* **EXERCISE INSTRUCTIONS**:
Return each line of the rows below that contains the string "dark", copied in full. Case counts when matching.

* **EXTRACTED MATERIAL**:
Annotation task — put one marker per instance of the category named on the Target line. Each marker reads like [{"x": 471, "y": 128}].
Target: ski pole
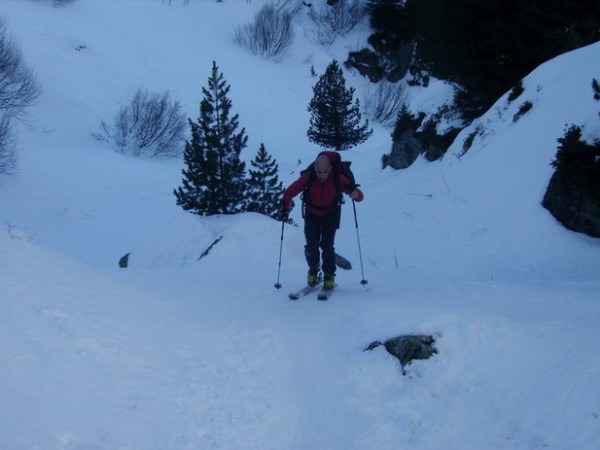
[
  {"x": 278, "y": 284},
  {"x": 363, "y": 281}
]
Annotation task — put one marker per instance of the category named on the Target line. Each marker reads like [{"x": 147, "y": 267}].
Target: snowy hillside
[{"x": 177, "y": 352}]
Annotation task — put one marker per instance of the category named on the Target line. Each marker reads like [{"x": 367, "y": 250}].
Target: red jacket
[{"x": 322, "y": 195}]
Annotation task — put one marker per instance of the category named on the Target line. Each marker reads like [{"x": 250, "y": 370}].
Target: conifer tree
[
  {"x": 264, "y": 187},
  {"x": 335, "y": 118},
  {"x": 214, "y": 182}
]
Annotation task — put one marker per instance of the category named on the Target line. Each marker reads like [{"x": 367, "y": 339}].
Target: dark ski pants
[{"x": 320, "y": 232}]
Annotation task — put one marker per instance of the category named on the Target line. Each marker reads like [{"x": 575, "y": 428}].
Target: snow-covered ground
[{"x": 177, "y": 352}]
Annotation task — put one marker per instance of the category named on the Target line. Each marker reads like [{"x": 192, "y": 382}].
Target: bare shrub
[
  {"x": 384, "y": 102},
  {"x": 336, "y": 19},
  {"x": 8, "y": 146},
  {"x": 151, "y": 125},
  {"x": 18, "y": 90},
  {"x": 270, "y": 34}
]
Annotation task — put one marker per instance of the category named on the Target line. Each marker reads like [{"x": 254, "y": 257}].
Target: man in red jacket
[{"x": 322, "y": 203}]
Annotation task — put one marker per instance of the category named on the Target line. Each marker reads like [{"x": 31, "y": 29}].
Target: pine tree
[
  {"x": 335, "y": 119},
  {"x": 214, "y": 182},
  {"x": 264, "y": 187}
]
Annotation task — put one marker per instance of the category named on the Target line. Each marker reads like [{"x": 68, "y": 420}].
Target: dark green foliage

* **PROBLEM SOLUTION**:
Target: dark ski pants
Target: dark green foliage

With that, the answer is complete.